■ **PROBLEM DESCRIPTION**
Of the lines in the data below, write out exactly those from the one holding "number 11 on" through the one holding "white football helmet", both included.

■ **MATERIAL FOR THE TASK**

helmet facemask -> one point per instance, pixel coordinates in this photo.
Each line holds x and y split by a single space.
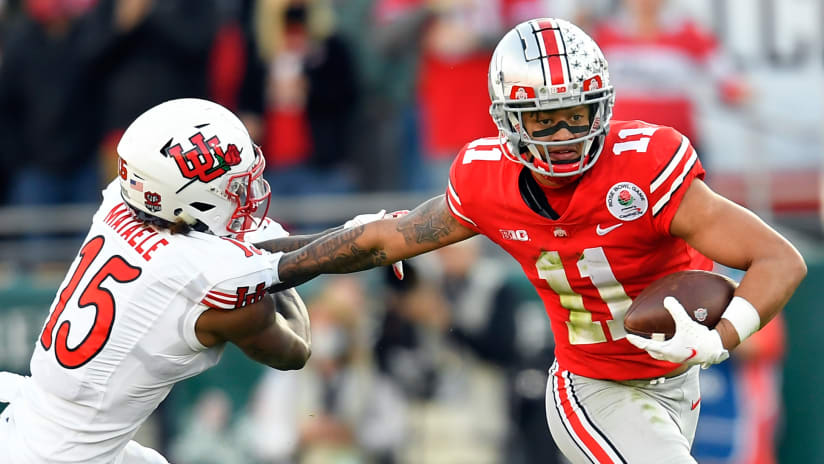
251 194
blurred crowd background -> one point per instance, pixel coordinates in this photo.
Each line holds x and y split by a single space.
361 105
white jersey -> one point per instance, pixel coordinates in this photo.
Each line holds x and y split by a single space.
121 333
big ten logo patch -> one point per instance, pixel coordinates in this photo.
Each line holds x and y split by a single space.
152 201
245 298
519 235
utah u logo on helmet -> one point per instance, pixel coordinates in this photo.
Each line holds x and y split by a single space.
199 162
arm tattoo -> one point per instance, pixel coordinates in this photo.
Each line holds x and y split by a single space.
336 253
427 227
429 222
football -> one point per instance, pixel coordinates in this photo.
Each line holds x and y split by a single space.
705 295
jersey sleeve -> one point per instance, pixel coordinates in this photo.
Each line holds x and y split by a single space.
461 191
242 279
676 165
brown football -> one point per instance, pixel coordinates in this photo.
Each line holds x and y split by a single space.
705 295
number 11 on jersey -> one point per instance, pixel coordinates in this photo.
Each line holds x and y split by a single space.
594 265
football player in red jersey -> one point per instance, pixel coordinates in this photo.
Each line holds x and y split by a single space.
594 210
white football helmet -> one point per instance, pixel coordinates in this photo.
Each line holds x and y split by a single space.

■ **OUTPUT OF THE TASK**
number 11 on jersey -> one point per instance, pixel coordinates in this photo.
Each line holds x and y split by a single space.
594 265
football player in red jersey -> one point per instance, pixel coordinates in this photo.
Each line holds x and y split by a single space.
594 210
white football helmet -> one point per instance, pixel coordinates in this photo.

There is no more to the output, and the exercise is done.